_Problem description_
Update every one of the items below by changing "instance" to "occurrence" wherever it occurs, keeping everything else the same. Omit the pictures from your version.

========

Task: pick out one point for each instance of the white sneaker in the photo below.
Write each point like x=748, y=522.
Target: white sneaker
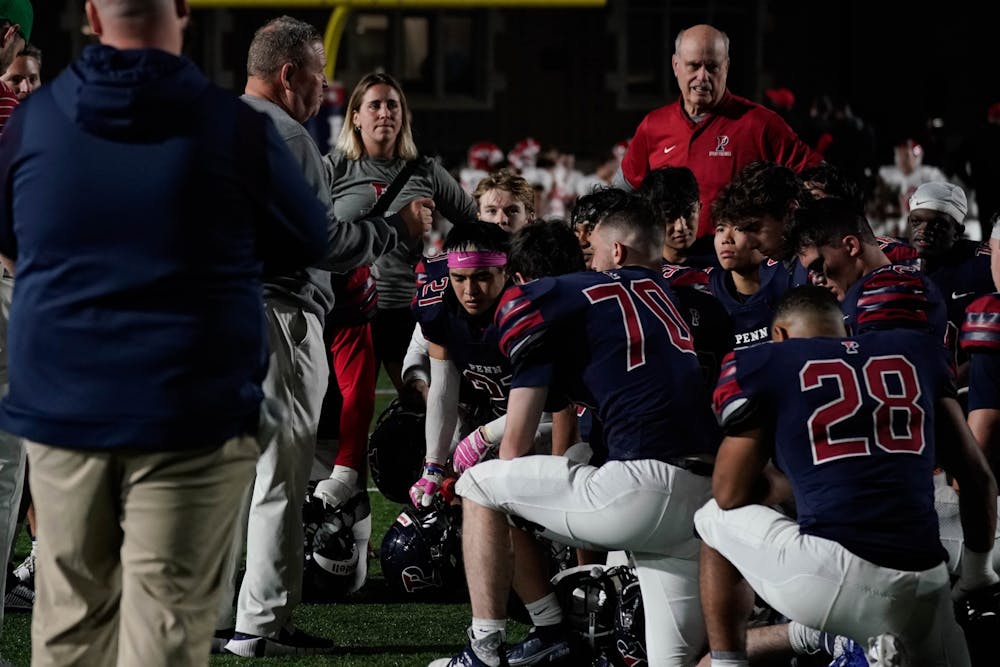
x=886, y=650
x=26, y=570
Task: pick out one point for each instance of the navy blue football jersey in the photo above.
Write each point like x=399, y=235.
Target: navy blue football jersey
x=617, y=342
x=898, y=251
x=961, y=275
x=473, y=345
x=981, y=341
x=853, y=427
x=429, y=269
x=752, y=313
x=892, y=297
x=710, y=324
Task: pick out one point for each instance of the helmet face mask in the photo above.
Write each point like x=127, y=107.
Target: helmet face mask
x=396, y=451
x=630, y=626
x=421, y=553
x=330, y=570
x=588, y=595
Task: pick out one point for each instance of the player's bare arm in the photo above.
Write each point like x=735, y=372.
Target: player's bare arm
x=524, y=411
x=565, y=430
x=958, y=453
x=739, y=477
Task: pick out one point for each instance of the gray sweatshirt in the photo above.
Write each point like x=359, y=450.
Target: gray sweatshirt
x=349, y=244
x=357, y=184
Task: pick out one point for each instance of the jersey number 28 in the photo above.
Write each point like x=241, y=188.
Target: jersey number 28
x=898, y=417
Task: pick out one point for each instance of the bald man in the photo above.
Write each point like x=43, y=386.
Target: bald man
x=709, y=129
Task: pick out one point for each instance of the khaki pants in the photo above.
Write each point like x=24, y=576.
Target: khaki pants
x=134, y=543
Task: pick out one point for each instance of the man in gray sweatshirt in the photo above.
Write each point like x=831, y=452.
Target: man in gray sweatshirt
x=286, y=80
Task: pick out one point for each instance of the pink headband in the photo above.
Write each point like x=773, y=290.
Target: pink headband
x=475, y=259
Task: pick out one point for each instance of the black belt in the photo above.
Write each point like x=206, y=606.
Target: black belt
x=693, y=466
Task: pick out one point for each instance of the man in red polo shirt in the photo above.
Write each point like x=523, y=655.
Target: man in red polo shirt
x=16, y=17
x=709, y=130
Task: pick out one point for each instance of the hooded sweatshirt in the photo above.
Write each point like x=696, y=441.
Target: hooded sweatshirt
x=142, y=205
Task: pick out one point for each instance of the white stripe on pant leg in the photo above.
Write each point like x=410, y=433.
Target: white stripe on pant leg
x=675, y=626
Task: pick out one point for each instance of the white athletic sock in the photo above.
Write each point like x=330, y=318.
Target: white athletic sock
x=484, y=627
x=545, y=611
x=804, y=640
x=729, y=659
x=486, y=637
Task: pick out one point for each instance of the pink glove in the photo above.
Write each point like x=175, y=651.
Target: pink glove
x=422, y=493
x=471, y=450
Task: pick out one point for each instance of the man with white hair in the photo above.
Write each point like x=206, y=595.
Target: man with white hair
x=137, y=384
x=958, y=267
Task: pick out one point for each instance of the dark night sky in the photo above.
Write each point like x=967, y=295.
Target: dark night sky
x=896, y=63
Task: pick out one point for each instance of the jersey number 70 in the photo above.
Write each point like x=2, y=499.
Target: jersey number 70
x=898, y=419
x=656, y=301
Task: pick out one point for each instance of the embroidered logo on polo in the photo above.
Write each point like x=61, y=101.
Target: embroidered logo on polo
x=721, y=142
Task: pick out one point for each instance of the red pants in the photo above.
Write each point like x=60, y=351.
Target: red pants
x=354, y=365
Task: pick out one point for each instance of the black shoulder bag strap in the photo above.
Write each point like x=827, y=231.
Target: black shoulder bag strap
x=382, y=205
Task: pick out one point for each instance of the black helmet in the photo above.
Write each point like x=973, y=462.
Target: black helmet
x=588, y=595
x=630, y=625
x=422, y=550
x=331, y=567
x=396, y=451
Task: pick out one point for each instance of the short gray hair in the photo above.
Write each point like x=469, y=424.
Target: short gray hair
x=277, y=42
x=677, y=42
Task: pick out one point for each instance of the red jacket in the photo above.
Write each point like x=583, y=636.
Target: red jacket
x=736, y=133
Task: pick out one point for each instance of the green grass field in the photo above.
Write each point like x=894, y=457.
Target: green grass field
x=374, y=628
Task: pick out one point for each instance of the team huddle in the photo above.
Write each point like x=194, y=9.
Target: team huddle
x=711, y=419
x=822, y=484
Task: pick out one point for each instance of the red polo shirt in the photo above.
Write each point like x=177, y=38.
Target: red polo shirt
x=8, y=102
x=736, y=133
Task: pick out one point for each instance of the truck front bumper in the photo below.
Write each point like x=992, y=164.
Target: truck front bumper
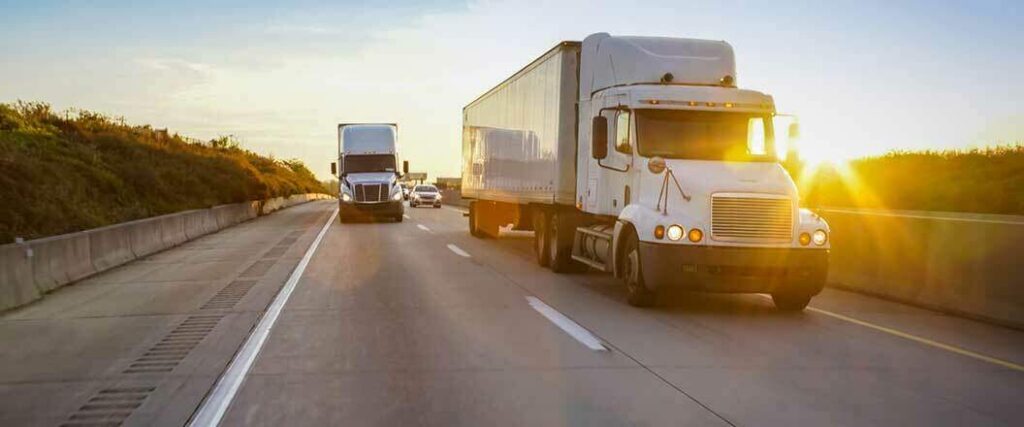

========

_Exercise answer_
Task: pick out one point for each occurrence of the white sneaker in the photo below.
Write each point like x=748, y=522.
Target: white sneaker
x=886, y=650
x=26, y=570
Task: pick out one point for each occurrence of the navy blue football jersey in the photo above.
Write each point like x=399, y=235.
Target: navy blue football jersey
x=617, y=342
x=898, y=251
x=961, y=275
x=473, y=345
x=981, y=341
x=853, y=427
x=429, y=269
x=752, y=313
x=892, y=297
x=710, y=324
Task: pick out one point for each occurrence of the helmet face mask in the photo above.
Write each point like x=127, y=107.
Target: helmet face mask
x=396, y=451
x=630, y=626
x=421, y=553
x=330, y=570
x=588, y=595
Task: pick out one point for each occurrence of the player's bare arm in the photo above.
Write each point like x=735, y=372.
Target: player's bare arm
x=524, y=411
x=565, y=430
x=958, y=453
x=739, y=477
Task: pick out one point for each occurrence of the gray sweatshirt in the photo above.
Write each point like x=359, y=450.
Target: gray sweatshirt
x=349, y=244
x=357, y=184
Task: pick out one point for each occurrence of the jersey number 28 in the photo above.
Write each point like x=241, y=188.
Target: jersey number 28
x=898, y=417
Task: pick out one point for each occurrence of the bald man in the photo above.
Write each point like x=43, y=386.
Target: bald man
x=709, y=129
Task: pick out one point for each occurrence of the khaki pants in the photo above.
Write each point like x=24, y=576.
Target: khaki pants
x=134, y=543
Task: pick out one point for each occurrence of the man in gray sweatshirt in the photo above.
Write each point like x=831, y=452.
Target: man in gray sweatshirt
x=286, y=80
Task: pick out one point for each occurrence of the pink headband in the photo above.
Write each point like x=773, y=290.
Target: pink headband
x=475, y=259
Task: pick out one point for each occurrence of the black belt in the photo above.
Write each point like x=206, y=606.
Target: black belt
x=693, y=466
Task: pick out one point for each occurrence of the man in red polo shirt in the photo above.
Write each point like x=523, y=655.
Target: man in red polo shirt
x=16, y=17
x=709, y=130
Task: pick out one point for each occurrence of the hooded sweatshirt in the photo above.
Write each point like x=696, y=441.
Target: hooded sweatshirt
x=142, y=205
Task: pick out one point for each occurrence of the white stripe on pant leg in the photo above.
Write each point like x=410, y=433.
Target: white stripe on pant leg
x=675, y=626
Task: pick out one point for each occurrence of the white athletic sock in the photo above.
Write each point like x=330, y=318.
Target: white athletic sock
x=484, y=627
x=545, y=611
x=804, y=640
x=729, y=659
x=486, y=637
Task: pick out one point for each occurrence of the pink glove in the photo above.
Write each point like x=175, y=651.
Target: pink glove
x=422, y=493
x=471, y=450
Task: pick out one point for each occurrence of the man with white hair in the photo above.
Write each point like x=206, y=595.
Target: man with white hair
x=137, y=384
x=958, y=267
Task: pick out one point for each occurrence of the dark night sky in the photo above.
Write each point like x=967, y=295.
Target: dark night sky
x=896, y=63
Task: pick out one point for each occurrence of the jersey number 70 in the photo above.
Write each point like x=2, y=499.
Target: jersey number 70
x=898, y=419
x=656, y=301
Task: pick out one point for each occurrence of the embroidered logo on polo in the photo above.
Write each point like x=61, y=101.
Target: embroidered logo on polo
x=721, y=142
Task: pick out one point for each occurrence of the red pants in the photo above.
Write each point like x=60, y=351.
Target: red pants
x=354, y=365
Task: pick out one point for each occurrence of the black shoulder bag strap in the photo above.
Write each point like x=827, y=231.
Target: black shoulder bag strap
x=382, y=205
Task: pick out one point for each occurrence of the black helmet in the photo above.
Write each point like x=973, y=462.
Target: black helmet
x=588, y=595
x=630, y=625
x=422, y=550
x=331, y=567
x=396, y=451
Task: pick out one point for each occurrence of the short gray hair in the photo above.
Write each point like x=469, y=424.
Target: short gray hair
x=277, y=42
x=677, y=42
Task: pick out one point for each occurrence of the red jacket in the photo above.
Write each point like x=583, y=636.
Target: red jacket
x=736, y=133
Task: pick out one point for each occurrence of the green grass field in the photo above.
Write each point like x=894, y=457.
Target: green grass field
x=374, y=628
Task: pick out one point for each occurrence of the team huddle in the photo above.
Write each point like x=194, y=9.
Target: team huddle
x=711, y=419
x=822, y=484
Task: pick out one point for each occurrence of the red polo shirt in the photo above.
Write each point like x=177, y=38.
Target: red polo shirt
x=8, y=102
x=736, y=133
Task: pick out one point for each occurrence of the truck front bumper in the photo below.
Write each point like x=992, y=164.
Target: truck front bumper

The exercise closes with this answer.